Entries from a pointing dataset:
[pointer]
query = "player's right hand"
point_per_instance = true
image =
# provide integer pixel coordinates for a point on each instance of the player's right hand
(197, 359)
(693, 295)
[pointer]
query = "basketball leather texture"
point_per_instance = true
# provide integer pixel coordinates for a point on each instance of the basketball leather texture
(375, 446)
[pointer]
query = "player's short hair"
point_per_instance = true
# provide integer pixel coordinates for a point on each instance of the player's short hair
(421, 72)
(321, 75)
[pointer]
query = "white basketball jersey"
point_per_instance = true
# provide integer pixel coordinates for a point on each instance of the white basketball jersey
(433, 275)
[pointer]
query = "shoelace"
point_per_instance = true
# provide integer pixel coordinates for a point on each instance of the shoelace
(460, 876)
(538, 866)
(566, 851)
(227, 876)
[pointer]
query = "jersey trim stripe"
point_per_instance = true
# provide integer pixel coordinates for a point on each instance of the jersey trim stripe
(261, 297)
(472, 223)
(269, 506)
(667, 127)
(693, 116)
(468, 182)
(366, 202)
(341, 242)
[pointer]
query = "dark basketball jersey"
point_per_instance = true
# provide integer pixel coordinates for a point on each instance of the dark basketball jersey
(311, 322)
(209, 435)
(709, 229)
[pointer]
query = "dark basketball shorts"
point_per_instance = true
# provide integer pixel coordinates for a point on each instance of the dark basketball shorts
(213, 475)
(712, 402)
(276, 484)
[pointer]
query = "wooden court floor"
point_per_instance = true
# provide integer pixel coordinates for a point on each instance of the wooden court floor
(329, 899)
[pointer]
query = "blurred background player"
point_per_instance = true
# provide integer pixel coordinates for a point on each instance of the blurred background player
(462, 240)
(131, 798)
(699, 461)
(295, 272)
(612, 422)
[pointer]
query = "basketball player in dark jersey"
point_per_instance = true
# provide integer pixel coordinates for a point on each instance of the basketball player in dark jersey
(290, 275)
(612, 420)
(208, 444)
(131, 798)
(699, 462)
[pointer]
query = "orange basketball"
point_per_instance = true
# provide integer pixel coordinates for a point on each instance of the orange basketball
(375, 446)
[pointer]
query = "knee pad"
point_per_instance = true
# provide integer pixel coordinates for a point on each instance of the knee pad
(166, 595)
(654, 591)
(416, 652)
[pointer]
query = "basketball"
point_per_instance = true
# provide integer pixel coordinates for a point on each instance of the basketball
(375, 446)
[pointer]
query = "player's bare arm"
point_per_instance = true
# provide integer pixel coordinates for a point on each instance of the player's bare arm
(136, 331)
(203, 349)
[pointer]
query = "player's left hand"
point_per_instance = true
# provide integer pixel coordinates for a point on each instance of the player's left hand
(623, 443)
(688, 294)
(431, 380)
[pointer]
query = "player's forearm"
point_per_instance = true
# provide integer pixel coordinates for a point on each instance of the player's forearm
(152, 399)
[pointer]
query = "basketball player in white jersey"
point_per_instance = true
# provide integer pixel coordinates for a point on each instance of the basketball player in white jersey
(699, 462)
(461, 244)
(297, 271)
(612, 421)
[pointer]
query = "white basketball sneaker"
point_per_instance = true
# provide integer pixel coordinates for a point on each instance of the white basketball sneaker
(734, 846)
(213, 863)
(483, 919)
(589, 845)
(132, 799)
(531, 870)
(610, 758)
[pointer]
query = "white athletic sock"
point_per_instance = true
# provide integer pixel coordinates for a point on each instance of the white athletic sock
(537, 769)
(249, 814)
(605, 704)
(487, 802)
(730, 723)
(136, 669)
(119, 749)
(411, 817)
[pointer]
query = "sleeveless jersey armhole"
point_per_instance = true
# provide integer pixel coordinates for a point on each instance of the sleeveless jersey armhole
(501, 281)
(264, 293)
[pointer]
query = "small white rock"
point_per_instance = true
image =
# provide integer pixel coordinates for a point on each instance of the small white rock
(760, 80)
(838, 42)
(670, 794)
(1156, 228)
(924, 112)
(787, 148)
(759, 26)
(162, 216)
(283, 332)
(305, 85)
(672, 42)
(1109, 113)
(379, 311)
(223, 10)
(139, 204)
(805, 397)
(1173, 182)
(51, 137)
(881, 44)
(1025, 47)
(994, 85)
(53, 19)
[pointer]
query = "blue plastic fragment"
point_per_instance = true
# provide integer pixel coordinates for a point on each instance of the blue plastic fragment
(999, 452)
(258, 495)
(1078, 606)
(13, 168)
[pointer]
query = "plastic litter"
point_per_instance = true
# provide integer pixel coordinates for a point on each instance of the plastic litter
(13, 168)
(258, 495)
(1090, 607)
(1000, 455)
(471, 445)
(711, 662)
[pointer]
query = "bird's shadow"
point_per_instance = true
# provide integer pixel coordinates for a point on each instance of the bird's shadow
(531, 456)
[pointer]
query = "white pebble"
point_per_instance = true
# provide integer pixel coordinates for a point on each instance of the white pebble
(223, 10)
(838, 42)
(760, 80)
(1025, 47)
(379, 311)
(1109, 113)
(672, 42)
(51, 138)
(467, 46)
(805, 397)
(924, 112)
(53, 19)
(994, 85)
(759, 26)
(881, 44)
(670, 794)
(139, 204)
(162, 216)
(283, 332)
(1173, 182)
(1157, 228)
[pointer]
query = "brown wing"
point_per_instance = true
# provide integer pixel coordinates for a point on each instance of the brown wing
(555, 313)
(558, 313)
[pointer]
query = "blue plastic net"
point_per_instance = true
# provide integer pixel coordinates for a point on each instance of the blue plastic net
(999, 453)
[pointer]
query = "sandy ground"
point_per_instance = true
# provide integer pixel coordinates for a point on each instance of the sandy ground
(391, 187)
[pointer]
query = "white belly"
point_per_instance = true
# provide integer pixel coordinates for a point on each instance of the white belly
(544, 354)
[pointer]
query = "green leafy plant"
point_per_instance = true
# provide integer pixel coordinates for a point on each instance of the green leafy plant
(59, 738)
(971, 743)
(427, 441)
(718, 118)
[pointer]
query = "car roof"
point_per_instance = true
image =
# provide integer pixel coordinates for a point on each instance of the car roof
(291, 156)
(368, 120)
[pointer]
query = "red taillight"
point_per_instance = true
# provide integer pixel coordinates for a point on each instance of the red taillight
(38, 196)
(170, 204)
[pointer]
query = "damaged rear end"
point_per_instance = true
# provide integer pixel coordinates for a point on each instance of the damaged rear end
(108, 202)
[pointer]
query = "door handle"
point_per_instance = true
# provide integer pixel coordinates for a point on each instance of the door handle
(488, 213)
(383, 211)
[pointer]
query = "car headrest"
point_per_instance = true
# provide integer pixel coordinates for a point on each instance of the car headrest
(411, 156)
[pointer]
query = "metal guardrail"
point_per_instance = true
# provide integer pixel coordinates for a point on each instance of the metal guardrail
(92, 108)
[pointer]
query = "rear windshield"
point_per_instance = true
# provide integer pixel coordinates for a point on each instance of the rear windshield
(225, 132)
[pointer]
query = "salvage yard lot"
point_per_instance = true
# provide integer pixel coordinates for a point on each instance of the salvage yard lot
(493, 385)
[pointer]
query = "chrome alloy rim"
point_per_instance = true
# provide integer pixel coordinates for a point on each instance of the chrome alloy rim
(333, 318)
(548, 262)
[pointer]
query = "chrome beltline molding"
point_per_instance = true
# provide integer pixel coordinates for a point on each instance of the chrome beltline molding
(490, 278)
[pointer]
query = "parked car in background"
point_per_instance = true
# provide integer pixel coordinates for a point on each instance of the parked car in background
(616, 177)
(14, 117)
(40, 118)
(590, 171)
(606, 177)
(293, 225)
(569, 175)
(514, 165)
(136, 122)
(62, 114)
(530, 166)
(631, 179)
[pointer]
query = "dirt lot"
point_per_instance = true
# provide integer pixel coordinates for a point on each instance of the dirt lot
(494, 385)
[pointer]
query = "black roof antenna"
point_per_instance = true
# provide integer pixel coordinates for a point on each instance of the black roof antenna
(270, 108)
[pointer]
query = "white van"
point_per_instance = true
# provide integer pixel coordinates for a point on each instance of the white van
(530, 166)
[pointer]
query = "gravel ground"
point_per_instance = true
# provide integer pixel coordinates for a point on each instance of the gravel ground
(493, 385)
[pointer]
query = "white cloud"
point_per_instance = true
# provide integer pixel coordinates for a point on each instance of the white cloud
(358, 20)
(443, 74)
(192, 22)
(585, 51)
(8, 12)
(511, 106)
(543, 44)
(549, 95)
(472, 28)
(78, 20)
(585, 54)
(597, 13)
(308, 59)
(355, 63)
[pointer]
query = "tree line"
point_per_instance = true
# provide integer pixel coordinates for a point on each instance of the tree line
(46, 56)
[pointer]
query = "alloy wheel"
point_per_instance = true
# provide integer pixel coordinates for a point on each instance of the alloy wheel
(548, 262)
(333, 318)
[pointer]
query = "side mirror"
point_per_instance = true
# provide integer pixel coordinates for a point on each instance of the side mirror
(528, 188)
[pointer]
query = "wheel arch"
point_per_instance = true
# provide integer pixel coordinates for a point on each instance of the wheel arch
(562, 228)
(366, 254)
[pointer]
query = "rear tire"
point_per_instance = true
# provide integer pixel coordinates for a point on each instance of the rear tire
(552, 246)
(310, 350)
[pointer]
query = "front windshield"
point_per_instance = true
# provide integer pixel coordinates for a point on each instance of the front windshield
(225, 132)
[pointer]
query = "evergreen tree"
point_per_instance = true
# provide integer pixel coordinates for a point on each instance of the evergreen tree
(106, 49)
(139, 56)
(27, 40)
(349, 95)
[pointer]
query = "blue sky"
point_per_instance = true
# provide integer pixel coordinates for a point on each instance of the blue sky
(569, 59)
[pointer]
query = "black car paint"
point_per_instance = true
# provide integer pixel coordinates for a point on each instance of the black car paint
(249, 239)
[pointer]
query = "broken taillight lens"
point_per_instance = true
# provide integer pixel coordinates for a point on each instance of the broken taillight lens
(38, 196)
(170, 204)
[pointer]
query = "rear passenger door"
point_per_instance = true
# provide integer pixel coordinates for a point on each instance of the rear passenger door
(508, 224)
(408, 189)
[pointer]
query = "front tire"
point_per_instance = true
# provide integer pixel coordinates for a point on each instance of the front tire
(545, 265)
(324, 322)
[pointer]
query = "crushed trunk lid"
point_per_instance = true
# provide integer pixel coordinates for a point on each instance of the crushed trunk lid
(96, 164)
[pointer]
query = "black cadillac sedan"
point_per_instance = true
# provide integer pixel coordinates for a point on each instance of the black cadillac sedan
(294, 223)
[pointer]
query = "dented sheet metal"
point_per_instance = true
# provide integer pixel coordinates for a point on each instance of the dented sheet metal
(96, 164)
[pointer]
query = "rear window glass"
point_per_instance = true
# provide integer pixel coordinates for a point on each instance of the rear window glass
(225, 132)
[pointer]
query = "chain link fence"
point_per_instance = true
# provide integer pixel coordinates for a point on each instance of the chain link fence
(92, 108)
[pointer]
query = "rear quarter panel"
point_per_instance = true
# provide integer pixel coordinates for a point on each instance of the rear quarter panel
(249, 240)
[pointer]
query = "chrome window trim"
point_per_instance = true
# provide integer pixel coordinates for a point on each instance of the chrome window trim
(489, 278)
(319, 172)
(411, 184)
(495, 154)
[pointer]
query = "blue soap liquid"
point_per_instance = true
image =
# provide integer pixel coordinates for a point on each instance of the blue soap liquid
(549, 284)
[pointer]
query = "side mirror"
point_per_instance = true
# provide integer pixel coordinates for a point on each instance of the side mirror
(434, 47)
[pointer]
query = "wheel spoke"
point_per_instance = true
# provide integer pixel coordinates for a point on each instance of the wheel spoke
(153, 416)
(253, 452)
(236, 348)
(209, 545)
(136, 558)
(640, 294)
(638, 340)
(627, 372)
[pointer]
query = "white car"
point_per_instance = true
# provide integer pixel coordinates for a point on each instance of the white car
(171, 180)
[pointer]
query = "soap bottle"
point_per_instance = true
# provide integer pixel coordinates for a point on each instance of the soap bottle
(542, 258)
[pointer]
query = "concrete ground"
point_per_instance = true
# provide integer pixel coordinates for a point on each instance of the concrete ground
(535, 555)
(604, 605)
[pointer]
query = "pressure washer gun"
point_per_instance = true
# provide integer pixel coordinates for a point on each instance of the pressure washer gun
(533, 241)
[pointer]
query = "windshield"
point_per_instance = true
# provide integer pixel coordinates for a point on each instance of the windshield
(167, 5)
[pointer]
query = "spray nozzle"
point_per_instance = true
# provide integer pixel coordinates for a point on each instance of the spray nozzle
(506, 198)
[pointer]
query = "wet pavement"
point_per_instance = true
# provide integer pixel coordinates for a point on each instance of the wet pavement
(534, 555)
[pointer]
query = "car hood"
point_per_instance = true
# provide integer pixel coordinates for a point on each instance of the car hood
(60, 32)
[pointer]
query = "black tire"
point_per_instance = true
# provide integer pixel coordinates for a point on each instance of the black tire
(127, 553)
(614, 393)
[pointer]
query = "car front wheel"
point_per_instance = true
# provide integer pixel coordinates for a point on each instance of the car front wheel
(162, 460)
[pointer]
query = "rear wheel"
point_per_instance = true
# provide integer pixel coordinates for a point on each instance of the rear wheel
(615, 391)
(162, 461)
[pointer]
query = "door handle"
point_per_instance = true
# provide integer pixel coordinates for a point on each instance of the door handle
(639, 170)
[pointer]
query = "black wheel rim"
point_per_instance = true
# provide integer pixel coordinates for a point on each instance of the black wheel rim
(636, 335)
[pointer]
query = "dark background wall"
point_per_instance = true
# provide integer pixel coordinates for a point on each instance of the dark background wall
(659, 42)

REQUEST:
Count the lines above that contain the string "alloy", treating uppercase and lowercase as different. Give only the number.

RESPONSE TO THIS EXERCISE:
4